Records excerpted from a collection:
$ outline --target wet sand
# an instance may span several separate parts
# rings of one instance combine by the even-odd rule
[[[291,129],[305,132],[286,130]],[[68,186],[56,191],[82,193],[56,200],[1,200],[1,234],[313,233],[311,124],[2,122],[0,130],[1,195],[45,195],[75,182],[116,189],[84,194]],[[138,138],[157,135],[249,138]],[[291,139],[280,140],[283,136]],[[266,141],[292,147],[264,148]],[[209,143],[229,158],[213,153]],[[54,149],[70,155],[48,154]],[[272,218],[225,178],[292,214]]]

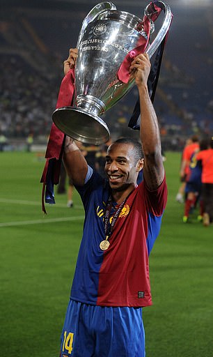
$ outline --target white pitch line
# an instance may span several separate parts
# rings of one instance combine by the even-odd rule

* [Task goal]
Output every line of the material as a numbered list, without the blank lines. Leave the pictures out.

* [The output]
1. $ outline --target wet sand
2. # an instance may span several separate parts
3. # rings of one instance combine by the even-odd rule
4. [[[291,129],[305,132],[286,130]],[[68,186],[56,191],[82,193],[56,200],[1,200],[1,234],[313,233],[311,124],[2,122],[0,130],[1,195],[45,195],[75,182],[116,189],[84,194]],[[138,138],[157,135],[249,138]],[[291,139],[280,140],[283,136]],[[266,141],[292,147],[264,148]],[[209,143],[229,158],[213,153]],[[54,149],[70,155],[48,154]],[[272,218],[225,178],[292,214]]]
5. $ outline --target white pitch line
6. # an instance may span several separate parts
7. # rings of one instance combine by the even-odd rule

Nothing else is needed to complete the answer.